* Отрывок *
▼
Объяснить про творчество нельзя ничего. Можно только без конца поражаться высоким примерам, понимая, что никогда не будешь им соответствовать и хоть вдохновляешься этими вершинами, ощущать бессмысленность того, чем занимаешься.

Высокие примеры одновременно вдохновляют и обезоруживают. Вот прочитала я когда-то у Чехова в «Степи» фразу, и как только я ее вспоминаю, всякое желание писать враз пропадает, потому что такого не достичь никогда, и хоть вроде бы к тому и не стремишься, раз ты это знаешь, это будет мешать и тебя мучить. «До своей смерти она была жива и носила с базара мягкие бублики». Ну, как это можно сказать «До своей смерти она была жива»? Почему это гениально точно? Почему это так глубоко?
▲
* Задание *
Продолжите рассуждение о творчестве и фразе из чеховской «Степи», начав сразу после его последнего предложения. Следующие строки взяты из другого источника.

* Строки данных *
▼
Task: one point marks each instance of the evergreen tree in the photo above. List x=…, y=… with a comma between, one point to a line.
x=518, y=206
▲
* Ответ *
Да, творчество – загадка, а потому не поддается объяснению. Вот у Бунина в «Жизни Арсеньева» есть такой эпизод. Герой описывает своей любимой Лике, как поздней осенью ездил с братом покупать на сруб березу: «Я говорил, как несказанно жаль было мне эту березу, сверху донизу осыпанную мелкой ржавой листвой, когда мужики косолапо и грубо обошли, оглядели ее кругом и потом, поплевав в рубчатые звериные ладони, взялись за топоры и дружно ударили в ее пестрый от белизны и черни ствол…» И заканчивает признанием, что хотел бы написать об этом рассказ. «Она пожала плечами: «Ну, миленький, о чем же тут писать! Что ж все погоду описывать!» И простая замена слова природа на прозаизм погода дает такой потрясающий эффект, что сразу воздвигает китайскую стену между героем и героиней.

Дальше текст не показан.